▶ Exercise requirements
Reproduce every line of the listing below without changing a single character.

▶ Information supplied
··········

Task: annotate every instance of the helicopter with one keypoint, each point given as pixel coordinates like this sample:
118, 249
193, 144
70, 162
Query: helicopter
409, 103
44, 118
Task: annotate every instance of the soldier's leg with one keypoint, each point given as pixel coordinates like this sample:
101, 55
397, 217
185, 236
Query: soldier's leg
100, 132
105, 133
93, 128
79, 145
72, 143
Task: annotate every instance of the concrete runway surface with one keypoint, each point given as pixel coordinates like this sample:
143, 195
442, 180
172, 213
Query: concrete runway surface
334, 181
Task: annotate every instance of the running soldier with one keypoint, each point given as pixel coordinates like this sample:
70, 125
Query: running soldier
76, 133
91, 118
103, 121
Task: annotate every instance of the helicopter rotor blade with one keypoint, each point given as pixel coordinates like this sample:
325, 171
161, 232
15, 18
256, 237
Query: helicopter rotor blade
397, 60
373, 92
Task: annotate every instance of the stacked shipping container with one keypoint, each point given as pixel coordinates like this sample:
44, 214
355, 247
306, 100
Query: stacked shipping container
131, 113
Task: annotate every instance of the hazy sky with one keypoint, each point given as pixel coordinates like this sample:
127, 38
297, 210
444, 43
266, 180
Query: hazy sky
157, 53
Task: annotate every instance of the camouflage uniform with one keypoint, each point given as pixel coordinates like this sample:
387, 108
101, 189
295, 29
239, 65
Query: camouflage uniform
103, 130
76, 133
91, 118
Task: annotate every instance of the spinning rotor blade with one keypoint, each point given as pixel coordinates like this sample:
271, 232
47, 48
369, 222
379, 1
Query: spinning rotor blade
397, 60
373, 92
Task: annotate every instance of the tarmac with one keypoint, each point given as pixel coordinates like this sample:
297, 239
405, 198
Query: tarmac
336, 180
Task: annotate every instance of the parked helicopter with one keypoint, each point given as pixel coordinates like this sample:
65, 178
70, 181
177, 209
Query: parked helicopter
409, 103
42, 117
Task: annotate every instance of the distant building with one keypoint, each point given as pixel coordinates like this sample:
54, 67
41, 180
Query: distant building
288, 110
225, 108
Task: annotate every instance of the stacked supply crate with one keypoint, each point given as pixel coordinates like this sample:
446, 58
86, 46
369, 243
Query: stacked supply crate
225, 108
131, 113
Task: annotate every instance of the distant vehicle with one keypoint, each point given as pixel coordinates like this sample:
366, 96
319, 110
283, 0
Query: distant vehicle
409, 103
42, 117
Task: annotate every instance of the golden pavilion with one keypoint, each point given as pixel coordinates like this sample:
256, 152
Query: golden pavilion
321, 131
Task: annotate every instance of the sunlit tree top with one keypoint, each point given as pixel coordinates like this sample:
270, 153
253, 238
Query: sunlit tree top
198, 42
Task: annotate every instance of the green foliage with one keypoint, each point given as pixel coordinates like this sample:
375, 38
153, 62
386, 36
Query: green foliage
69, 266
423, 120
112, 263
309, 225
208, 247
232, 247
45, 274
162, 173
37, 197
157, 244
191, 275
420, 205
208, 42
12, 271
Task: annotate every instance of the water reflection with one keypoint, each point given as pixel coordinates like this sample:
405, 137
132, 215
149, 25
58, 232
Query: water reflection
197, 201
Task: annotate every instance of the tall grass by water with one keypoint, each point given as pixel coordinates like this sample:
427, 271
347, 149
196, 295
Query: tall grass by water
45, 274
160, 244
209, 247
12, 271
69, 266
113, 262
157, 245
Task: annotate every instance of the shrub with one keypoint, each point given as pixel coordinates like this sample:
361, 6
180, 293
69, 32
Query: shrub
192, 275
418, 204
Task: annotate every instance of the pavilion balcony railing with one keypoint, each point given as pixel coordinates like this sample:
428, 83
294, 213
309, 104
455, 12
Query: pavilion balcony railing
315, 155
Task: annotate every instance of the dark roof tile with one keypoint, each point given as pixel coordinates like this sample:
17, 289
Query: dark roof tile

··········

▶ Response below
Task: annotate every instance of the helicopter with one keypoint, each point given as pixel coordinates like this sample:
118, 249
193, 144
70, 162
Query: helicopter
409, 103
44, 118
Task: annotate every instance of the soldier's leg with one keypoint, each point given as pixel coordinates like this sample:
101, 55
397, 217
185, 236
Query: soldier's leg
100, 132
105, 133
93, 128
79, 145
72, 143
Task: annotate every instance of the concrete runway surface with one keypoint, each point given as pixel coordinates like this sample:
143, 195
442, 180
172, 213
Query: concrete runway surface
334, 181
Task: annotate every instance of the running soldier with one keypoint, each point given as pixel coordinates like this sample:
70, 125
Query: running soldier
76, 133
91, 118
103, 121
Task: annotate every instance of the helicopter rotor blade with one keypoint, each point given as pixel coordinates like this sample:
325, 171
161, 232
15, 18
256, 237
Query: helicopter rotor blade
397, 60
373, 92
Task: annotate every instance of the stacked shipping container with one keypoint, each point given as pixel coordinates like this sample:
44, 214
355, 247
306, 100
Query: stacked shipping container
131, 113
Task: annotate every instance of the hazy sky with one keypoint, each point given as pixel coordinates like this sample:
127, 38
297, 210
444, 43
266, 180
Query: hazy sky
157, 53
Task: annotate every instance of the camouflage uniform with one keypoint, each point given as pixel coordinates like this sample:
387, 108
101, 189
295, 29
239, 65
Query: camouflage uniform
103, 130
76, 133
91, 118
Task: annotate every instance of the spinning rotor blade with one keypoint, each point given as pixel coordinates like this sample:
271, 232
47, 48
369, 222
379, 1
Query: spinning rotor blade
397, 60
373, 92
Task: annotate every instance of the tarmac with one keypoint, each point given as pixel coordinates like this sample:
297, 239
405, 198
Query: tarmac
336, 180
Task: annotate every instance of the parked helicopter with one keypoint, each point given as pixel coordinates like this sample:
65, 178
70, 181
177, 209
Query: parked helicopter
409, 103
42, 117
Task: annotate every instance of the distant building with one keypoint, each point given as pixel coordinates like this sample:
54, 67
41, 180
Query: distant building
288, 110
225, 108
Task: annotate every instance of the stacked supply crate with one keypoint, each point given as pixel coordinates like this sample:
446, 58
86, 46
369, 243
Query: stacked supply crate
225, 108
131, 113
Task: annotate every instance of the distant vehicle with one keypoint, each point given as pixel coordinates like this sample:
366, 96
319, 110
283, 0
Query: distant vehicle
409, 103
42, 117
Task: annotate every instance of the golden pavilion with one keypoint, each point given as pixel coordinates like this sample:
256, 152
Query: golden pavilion
321, 131
Task: annotate every instance of the sunlit tree top with one keypoint, each point given as pixel coordinates like this sample:
270, 153
253, 238
Query: sunlit tree top
198, 42
Task: annotate every instance of the green foliage with one keypoint, each point given as pixel coordinates like this sample:
375, 38
153, 62
386, 36
Query: green foliage
69, 266
423, 120
112, 263
309, 225
208, 247
232, 247
45, 274
162, 173
37, 197
157, 244
191, 275
420, 205
208, 42
12, 271
Task: annotate every instance of the water reflection with one keypoint, each point given as pixel coordinates like this sample:
405, 137
132, 215
149, 25
58, 232
Query: water reflection
197, 201
Task: annotate every instance of the tall grass by water with one keypoint, each point given as pixel coordinates like this sample:
427, 271
347, 149
196, 295
Query: tall grass by water
45, 274
160, 244
209, 247
12, 271
69, 266
113, 262
157, 245
Task: annotate every instance of the shrub with one keypoint, each point given as pixel coordinates like this sample:
361, 6
180, 293
69, 32
Query: shrub
192, 275
418, 204
Task: annotate every instance of the pavilion balcony railing with one keypoint, each point given as pixel coordinates like this sample:
428, 83
294, 213
309, 104
455, 12
Query: pavilion balcony railing
315, 155
Task: annotate every instance of the dark roof tile with one keypoint, each point given as pixel coordinates like this sample:
17, 289
Query: dark roof tile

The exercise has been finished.